→ Your goal
Copy the stretch from the start of the entries through the line containing "157 147 L 153", substituting "blue light trail" for "red light trail" and changing nothing else.

→ Stored data
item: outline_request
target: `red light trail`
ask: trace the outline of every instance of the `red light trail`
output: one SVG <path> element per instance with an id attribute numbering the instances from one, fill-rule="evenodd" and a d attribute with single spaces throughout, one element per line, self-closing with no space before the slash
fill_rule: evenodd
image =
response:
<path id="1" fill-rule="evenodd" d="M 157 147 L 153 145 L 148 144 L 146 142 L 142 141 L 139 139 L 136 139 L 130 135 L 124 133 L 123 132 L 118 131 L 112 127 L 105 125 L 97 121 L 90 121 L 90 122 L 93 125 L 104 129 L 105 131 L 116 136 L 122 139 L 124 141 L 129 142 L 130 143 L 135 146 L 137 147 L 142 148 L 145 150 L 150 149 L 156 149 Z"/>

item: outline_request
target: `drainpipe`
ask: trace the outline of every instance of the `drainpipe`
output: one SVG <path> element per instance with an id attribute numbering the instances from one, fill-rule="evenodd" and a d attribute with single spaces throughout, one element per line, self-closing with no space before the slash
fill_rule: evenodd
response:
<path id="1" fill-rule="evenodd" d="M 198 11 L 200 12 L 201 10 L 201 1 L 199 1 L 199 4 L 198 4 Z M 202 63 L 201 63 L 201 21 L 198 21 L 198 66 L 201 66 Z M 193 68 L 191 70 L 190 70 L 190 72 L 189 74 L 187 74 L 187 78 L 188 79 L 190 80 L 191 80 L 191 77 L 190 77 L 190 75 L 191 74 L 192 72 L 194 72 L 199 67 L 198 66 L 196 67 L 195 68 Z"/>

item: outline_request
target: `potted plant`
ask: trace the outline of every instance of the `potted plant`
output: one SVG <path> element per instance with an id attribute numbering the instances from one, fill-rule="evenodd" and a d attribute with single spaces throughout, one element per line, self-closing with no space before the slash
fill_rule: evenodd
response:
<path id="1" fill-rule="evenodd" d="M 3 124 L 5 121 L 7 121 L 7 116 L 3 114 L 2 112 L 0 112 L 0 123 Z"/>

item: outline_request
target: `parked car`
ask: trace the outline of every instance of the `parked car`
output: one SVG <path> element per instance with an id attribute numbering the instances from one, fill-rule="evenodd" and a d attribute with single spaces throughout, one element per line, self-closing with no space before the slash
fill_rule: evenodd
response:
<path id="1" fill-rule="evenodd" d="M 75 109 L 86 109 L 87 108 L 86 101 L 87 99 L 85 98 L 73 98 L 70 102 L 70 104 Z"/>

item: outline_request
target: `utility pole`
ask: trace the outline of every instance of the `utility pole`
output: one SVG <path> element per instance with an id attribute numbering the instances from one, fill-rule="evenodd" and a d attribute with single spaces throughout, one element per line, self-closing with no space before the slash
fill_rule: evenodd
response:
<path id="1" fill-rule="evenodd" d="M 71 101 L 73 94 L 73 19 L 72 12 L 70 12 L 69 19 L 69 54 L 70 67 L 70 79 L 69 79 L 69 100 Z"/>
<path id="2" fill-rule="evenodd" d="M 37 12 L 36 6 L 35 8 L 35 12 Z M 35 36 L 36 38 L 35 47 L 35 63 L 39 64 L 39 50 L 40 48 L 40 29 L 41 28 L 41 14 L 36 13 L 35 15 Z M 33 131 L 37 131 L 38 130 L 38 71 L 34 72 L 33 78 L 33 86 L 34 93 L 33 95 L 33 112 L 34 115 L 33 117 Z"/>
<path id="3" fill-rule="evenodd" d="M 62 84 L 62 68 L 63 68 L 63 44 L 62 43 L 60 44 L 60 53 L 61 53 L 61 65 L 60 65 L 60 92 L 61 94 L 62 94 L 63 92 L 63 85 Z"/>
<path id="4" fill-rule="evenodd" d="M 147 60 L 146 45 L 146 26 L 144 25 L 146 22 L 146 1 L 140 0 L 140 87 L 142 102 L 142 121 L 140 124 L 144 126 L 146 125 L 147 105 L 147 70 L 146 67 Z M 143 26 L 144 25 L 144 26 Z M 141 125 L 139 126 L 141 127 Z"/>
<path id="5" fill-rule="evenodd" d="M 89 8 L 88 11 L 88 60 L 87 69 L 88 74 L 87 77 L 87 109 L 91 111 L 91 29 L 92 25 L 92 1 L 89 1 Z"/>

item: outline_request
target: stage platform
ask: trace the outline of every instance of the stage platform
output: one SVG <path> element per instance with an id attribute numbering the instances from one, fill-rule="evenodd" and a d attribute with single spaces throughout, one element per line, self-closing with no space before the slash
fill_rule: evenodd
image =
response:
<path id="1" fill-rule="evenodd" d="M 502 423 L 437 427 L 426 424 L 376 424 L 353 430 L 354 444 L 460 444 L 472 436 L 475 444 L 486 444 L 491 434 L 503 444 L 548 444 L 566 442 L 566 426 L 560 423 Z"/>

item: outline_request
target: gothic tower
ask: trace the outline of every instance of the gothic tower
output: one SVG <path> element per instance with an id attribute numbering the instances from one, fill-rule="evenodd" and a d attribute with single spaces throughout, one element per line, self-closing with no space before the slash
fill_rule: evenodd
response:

→ Result for this exercise
item: outline_request
target: `blue light trail`
ask: trace the outline of every instance of the `blue light trail`
output: one SVG <path> element per instance with an id attribute numbering the instances from one, fill-rule="evenodd" and a d attribute with single spaces throughout, one element per line, self-closing with no space before the slash
fill_rule: evenodd
image =
response:
<path id="1" fill-rule="evenodd" d="M 157 147 L 153 145 L 148 144 L 146 142 L 142 141 L 139 139 L 136 139 L 130 135 L 124 133 L 123 132 L 118 131 L 112 127 L 105 125 L 97 121 L 90 121 L 90 122 L 93 125 L 104 129 L 105 131 L 116 136 L 122 139 L 124 141 L 129 142 L 130 143 L 135 146 L 137 147 L 142 148 L 145 150 L 150 149 L 156 149 Z"/>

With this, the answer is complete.